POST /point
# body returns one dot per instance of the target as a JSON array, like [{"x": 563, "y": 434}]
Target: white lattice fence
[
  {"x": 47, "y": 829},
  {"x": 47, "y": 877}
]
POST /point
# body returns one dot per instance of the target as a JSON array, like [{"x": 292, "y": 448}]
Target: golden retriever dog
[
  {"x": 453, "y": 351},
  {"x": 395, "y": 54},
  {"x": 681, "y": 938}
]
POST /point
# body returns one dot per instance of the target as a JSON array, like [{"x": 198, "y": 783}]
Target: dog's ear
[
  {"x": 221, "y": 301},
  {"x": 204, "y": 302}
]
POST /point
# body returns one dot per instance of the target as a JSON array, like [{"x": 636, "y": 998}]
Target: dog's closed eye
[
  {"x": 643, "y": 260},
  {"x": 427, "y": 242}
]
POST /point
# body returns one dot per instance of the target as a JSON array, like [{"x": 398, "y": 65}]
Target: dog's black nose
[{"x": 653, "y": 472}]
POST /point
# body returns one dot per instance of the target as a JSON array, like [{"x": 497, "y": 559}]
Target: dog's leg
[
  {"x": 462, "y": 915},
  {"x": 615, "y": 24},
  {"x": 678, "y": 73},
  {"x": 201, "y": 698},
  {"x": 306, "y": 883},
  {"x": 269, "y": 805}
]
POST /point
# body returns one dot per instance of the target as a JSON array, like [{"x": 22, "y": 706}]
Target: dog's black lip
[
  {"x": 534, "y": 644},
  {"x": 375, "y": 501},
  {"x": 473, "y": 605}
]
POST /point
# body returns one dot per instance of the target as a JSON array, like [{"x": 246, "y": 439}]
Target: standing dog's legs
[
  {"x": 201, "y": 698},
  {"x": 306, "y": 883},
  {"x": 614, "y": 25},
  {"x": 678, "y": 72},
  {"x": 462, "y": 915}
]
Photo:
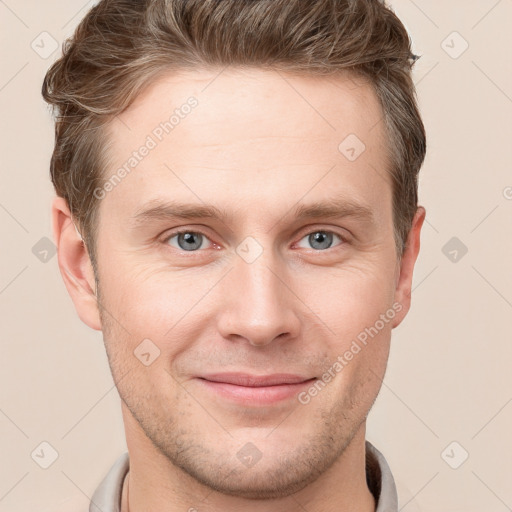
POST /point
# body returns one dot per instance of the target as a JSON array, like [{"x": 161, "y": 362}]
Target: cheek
[{"x": 351, "y": 298}]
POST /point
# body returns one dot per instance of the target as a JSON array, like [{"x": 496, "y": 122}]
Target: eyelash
[{"x": 168, "y": 237}]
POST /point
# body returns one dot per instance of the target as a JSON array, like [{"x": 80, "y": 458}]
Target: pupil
[{"x": 190, "y": 243}]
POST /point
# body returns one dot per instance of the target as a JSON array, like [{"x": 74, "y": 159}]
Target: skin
[{"x": 257, "y": 149}]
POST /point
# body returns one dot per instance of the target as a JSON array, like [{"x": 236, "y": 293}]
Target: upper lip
[{"x": 245, "y": 379}]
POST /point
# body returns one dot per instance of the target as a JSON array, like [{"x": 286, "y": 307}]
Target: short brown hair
[{"x": 121, "y": 46}]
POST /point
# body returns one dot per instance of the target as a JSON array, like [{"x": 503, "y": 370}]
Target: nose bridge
[{"x": 257, "y": 305}]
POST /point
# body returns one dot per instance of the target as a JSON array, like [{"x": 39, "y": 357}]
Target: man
[{"x": 237, "y": 212}]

★ ★ ★ ★ ★ ★ ★

__What is asked__
Every line above should be returned exactly; the pictures stay out.

__Solution to this task__
POST /point
# body returns one dot per instance of the target as a JSON array, like [{"x": 563, "y": 434}]
Target: white lattice fence
[
  {"x": 47, "y": 829},
  {"x": 47, "y": 877}
]
POST /point
# body returns one dot per instance of the target as a JSON array, like [{"x": 292, "y": 448}]
Target: golden retriever dog
[
  {"x": 453, "y": 351},
  {"x": 395, "y": 54},
  {"x": 681, "y": 938}
]
POST /point
# body returns one dot per instance of the target as a JSON array, like [{"x": 198, "y": 783}]
Target: dog's ear
[
  {"x": 221, "y": 301},
  {"x": 204, "y": 302}
]
POST /point
# body returns one dot per instance of the target as a JSON array, like [{"x": 636, "y": 998}]
Target: dog's closed eye
[
  {"x": 643, "y": 260},
  {"x": 427, "y": 242}
]
POST /point
# body returns one dot per instance of the target as a JSON array, like [{"x": 398, "y": 65}]
Target: dog's black nose
[{"x": 653, "y": 472}]
POST /point
# body returns one dot per instance of the target as a JSON array, like [{"x": 497, "y": 559}]
Target: dog's leg
[
  {"x": 462, "y": 915},
  {"x": 615, "y": 24},
  {"x": 678, "y": 73},
  {"x": 201, "y": 698},
  {"x": 306, "y": 883},
  {"x": 269, "y": 805}
]
POST /point
# body returns one dot per instance of the target as a JSON array, like [{"x": 22, "y": 706}]
Target: dog's black lip
[
  {"x": 534, "y": 644},
  {"x": 375, "y": 501},
  {"x": 473, "y": 605}
]
POST /point
# body returns one dot per instance of the target as a JSON array, like [{"x": 246, "y": 439}]
Target: standing dog's legs
[
  {"x": 201, "y": 698},
  {"x": 306, "y": 883},
  {"x": 614, "y": 25},
  {"x": 678, "y": 72},
  {"x": 462, "y": 915}
]
Photo:
POST /point
# body returns one dot per instance of the target as a JSON array, like [{"x": 161, "y": 362}]
Target: cheek
[{"x": 351, "y": 298}]
POST /point
# body returns one dot per instance of the target as a JSON array, like [{"x": 496, "y": 122}]
Target: eyelash
[{"x": 168, "y": 237}]
POST /point
# body returns one dot per instance of the target as a JSON array, like [{"x": 80, "y": 458}]
Target: pupil
[{"x": 190, "y": 243}]
POST /point
# body returns one dot per instance of the target as a JSON array, like [{"x": 74, "y": 159}]
Target: skin
[{"x": 257, "y": 149}]
POST /point
# body returns one dot per instance of the target as a JSON array, like [{"x": 236, "y": 293}]
Target: upper lip
[{"x": 245, "y": 379}]
POST /point
# body returns one dot per instance of the target as a JSON array, like [{"x": 286, "y": 307}]
Target: short brown hair
[{"x": 121, "y": 46}]
POST /point
# body returns one dot per instance of the target as a JSON array, like [{"x": 503, "y": 370}]
Target: nose bridge
[{"x": 257, "y": 305}]
POST /point
# body returns one dot per instance of the target as a JSON array, like [{"x": 39, "y": 357}]
Target: man
[{"x": 237, "y": 212}]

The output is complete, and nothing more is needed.